[start]

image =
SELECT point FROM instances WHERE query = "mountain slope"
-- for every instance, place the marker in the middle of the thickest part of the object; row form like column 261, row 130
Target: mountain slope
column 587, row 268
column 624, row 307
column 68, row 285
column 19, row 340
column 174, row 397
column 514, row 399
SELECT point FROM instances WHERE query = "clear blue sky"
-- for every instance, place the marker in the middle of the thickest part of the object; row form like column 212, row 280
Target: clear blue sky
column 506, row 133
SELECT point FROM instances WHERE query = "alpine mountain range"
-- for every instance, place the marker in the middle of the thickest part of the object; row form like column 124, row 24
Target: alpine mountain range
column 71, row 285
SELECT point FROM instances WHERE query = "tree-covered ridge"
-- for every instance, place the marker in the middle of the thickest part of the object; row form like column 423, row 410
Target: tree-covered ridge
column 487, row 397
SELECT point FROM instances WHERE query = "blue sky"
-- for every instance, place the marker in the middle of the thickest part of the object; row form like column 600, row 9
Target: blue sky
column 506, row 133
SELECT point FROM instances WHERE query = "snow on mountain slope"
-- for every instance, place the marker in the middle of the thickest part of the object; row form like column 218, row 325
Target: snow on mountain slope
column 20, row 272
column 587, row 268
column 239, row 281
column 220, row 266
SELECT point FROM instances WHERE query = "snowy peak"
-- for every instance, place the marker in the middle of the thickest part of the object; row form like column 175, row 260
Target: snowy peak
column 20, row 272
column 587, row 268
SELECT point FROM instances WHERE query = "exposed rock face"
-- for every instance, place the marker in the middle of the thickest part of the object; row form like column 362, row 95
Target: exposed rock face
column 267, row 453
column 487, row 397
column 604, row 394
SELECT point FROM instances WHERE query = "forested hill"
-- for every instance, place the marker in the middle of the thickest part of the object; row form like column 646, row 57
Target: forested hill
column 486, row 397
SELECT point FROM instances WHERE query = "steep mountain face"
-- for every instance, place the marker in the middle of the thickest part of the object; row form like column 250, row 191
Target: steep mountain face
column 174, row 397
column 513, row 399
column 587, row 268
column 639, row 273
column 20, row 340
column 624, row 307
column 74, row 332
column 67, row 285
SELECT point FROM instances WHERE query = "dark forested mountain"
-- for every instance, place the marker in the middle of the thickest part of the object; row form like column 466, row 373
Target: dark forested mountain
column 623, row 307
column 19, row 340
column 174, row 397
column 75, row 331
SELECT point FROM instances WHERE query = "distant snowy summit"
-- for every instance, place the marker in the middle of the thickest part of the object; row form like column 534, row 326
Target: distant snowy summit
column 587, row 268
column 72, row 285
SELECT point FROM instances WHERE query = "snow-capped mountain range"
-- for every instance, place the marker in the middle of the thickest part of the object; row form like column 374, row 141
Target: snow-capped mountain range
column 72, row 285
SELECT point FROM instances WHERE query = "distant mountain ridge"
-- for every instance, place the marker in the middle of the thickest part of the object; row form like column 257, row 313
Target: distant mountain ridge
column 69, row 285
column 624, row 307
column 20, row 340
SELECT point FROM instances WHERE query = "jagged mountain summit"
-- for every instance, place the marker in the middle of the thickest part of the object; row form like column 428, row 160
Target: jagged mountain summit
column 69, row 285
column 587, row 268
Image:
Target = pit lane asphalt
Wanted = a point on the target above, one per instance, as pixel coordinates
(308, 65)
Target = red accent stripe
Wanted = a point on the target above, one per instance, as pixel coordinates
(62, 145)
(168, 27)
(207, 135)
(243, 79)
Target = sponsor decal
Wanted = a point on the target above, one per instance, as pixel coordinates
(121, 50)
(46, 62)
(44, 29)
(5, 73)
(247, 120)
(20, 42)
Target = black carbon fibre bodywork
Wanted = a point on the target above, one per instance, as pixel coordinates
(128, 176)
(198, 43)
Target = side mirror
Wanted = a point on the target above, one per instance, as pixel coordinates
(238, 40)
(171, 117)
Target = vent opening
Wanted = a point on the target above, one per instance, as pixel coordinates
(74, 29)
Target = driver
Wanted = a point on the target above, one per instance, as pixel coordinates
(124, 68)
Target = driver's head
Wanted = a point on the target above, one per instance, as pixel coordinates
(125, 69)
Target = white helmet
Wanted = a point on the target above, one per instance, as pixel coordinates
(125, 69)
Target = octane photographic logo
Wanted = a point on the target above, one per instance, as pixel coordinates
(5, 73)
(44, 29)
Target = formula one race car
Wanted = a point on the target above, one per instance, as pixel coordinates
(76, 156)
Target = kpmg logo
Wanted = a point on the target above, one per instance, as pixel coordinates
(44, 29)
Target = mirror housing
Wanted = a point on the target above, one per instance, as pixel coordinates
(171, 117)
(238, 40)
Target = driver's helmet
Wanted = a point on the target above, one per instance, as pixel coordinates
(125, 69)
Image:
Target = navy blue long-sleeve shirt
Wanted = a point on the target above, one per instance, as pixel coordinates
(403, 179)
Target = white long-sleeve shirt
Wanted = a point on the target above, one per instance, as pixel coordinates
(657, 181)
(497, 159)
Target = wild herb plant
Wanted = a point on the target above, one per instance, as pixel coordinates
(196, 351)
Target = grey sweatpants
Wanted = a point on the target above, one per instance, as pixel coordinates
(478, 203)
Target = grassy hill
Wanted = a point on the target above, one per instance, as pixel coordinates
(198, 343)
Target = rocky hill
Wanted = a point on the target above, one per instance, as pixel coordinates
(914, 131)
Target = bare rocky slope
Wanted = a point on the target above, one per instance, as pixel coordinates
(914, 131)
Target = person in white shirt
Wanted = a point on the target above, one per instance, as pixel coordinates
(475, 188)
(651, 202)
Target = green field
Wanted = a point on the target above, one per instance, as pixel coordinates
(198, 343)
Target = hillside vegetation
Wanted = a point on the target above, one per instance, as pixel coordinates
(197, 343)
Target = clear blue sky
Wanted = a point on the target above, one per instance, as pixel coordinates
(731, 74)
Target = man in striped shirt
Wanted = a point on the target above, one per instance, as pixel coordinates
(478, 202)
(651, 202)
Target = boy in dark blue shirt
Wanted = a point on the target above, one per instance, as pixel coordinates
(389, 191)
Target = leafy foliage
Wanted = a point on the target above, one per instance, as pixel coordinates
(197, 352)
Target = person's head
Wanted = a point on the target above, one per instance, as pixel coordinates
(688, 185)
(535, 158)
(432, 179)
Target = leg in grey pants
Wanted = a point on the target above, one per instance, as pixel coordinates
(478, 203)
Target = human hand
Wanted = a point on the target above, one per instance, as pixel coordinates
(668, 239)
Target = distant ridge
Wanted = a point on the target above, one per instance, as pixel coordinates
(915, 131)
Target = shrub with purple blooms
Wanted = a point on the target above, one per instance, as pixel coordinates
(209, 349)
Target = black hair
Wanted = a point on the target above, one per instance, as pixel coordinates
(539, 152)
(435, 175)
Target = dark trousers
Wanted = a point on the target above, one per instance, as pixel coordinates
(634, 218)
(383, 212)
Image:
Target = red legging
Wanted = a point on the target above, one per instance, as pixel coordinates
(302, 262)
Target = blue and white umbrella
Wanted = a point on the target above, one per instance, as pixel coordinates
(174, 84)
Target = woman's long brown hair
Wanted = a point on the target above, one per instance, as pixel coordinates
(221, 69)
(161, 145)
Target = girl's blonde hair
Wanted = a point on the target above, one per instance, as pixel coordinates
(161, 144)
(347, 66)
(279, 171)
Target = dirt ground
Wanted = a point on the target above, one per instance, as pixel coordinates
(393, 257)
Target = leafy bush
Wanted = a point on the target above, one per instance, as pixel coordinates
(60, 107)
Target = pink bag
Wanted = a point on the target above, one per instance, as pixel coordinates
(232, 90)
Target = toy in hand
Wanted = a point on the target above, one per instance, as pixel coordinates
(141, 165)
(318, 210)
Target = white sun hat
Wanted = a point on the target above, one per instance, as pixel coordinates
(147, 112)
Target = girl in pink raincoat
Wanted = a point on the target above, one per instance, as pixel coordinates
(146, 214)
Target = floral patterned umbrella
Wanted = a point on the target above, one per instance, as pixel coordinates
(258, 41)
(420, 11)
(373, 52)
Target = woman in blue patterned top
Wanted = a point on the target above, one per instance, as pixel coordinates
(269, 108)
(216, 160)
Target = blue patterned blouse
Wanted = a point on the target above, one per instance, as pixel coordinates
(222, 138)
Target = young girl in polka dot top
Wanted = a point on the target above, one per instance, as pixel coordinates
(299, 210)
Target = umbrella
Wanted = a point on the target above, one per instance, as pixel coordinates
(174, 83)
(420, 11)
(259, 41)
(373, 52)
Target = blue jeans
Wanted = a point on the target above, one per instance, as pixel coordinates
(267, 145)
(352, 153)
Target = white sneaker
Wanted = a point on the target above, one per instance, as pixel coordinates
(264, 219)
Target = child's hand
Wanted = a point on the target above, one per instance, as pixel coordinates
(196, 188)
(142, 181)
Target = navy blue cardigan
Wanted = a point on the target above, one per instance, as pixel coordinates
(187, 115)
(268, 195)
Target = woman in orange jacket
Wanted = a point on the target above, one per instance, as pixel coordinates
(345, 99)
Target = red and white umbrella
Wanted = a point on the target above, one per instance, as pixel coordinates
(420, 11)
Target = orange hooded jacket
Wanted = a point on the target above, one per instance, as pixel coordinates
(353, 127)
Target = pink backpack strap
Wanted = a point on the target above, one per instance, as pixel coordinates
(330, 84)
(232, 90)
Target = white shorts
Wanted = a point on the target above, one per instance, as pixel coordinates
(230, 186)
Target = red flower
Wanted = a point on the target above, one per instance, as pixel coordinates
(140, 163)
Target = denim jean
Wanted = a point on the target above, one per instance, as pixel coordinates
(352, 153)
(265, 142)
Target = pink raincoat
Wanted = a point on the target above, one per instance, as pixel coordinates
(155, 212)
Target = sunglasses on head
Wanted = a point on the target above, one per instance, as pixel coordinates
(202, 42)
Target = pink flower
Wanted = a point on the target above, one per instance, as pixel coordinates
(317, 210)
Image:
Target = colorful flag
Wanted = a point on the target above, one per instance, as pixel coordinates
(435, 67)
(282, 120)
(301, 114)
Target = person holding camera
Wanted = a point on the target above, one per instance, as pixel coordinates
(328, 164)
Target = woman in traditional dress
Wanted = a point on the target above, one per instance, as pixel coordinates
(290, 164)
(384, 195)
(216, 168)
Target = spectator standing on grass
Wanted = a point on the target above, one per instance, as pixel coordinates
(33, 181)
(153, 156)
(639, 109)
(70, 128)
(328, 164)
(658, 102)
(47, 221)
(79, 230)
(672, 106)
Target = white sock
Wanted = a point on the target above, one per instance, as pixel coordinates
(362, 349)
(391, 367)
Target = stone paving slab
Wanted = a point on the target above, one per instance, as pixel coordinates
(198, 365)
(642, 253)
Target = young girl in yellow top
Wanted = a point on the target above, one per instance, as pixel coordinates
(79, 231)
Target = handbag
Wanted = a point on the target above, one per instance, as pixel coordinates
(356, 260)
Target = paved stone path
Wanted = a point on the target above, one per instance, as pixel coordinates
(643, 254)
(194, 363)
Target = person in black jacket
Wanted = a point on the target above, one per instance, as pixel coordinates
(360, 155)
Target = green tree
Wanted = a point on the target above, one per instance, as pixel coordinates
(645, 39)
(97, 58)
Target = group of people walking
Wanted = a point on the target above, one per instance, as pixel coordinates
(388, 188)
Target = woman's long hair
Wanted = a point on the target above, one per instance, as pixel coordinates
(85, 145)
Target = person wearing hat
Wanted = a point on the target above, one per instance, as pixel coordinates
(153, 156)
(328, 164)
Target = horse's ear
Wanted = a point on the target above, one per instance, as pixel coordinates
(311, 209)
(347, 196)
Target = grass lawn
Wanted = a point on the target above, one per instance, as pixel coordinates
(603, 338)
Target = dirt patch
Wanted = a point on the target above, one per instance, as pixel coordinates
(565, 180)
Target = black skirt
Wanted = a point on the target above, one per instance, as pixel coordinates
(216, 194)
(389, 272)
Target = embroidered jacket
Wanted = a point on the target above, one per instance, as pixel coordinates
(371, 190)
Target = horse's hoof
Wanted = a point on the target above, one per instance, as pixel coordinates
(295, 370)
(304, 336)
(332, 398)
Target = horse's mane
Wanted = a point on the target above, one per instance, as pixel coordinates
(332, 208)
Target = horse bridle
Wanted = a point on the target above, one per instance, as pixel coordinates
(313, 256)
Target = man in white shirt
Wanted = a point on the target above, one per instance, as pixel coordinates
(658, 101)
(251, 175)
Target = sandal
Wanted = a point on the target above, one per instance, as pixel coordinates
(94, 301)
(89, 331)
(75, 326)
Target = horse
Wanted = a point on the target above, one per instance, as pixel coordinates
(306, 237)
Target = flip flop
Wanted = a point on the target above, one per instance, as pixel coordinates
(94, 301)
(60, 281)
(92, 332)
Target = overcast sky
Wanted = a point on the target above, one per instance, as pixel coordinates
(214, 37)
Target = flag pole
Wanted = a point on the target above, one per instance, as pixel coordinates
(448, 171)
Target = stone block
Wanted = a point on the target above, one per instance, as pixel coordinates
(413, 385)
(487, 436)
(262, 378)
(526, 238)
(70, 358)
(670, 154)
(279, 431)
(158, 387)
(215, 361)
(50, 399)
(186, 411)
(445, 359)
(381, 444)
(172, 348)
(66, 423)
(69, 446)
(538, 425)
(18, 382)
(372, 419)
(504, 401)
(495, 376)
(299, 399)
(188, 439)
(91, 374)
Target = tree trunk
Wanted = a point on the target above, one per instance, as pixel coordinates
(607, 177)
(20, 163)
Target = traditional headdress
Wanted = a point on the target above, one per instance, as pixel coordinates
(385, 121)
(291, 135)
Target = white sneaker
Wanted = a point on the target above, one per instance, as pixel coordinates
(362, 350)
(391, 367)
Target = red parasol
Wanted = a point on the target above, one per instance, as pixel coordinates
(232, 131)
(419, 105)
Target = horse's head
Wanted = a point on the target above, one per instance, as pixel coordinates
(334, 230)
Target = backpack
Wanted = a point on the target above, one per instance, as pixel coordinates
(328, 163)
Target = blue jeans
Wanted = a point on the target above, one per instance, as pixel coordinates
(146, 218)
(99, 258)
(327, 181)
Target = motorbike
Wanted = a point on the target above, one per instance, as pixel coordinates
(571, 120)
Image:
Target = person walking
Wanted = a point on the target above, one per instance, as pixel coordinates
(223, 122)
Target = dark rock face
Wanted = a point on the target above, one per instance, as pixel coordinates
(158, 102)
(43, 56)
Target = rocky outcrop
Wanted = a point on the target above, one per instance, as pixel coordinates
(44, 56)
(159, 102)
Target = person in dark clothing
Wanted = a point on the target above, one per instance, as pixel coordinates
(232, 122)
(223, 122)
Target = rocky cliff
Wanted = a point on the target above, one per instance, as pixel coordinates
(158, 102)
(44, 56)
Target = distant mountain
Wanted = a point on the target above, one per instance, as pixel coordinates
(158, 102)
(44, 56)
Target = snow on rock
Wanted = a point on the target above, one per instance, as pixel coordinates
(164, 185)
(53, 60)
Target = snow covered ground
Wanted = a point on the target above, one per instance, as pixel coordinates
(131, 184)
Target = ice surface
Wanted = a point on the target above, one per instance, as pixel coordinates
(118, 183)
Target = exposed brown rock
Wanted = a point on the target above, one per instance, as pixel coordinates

[end]

_WHAT IS BEING ASKED_
Every line from the line containing "Target = motorbike" to the last line of the material above must be repeated exactly, and no other line.

_ANSWER TO THE PROBLEM_
Target = motorbike
Wanted = a point on the target above, one per instance, as pixel coordinates
(571, 120)
Image:
Target = person walking
Wanted = a point on the target above, one per instance, as pixel coordinates
(223, 122)
Target = dark rock face
Wanted = a point on the target above, one per instance, as pixel coordinates
(158, 102)
(43, 56)
Target = rocky outcrop
Wanted = a point on the target above, one per instance, as pixel coordinates
(44, 56)
(159, 102)
Target = person in dark clothing
Wanted = a point on the target above, one per instance, as pixel coordinates
(232, 122)
(223, 122)
Target = rocky cliff
Wanted = a point on the target above, one per instance, as pixel coordinates
(158, 102)
(44, 56)
Target = distant mountain
Wanted = a point on the target above, one per instance, as pixel coordinates
(158, 102)
(44, 56)
Target = snow on rock
Wanted = a point on the target above, one per instance, as pixel coordinates
(164, 185)
(53, 60)
Target = snow covered ground
Wanted = a point on the target above, one per instance, as pixel coordinates
(131, 184)
Target = ice surface
Wanted = a point on the target above, one per instance, as pixel coordinates
(118, 183)
Target = exposed brown rock
Wanted = a point on the target above, one per instance, as pixel coordinates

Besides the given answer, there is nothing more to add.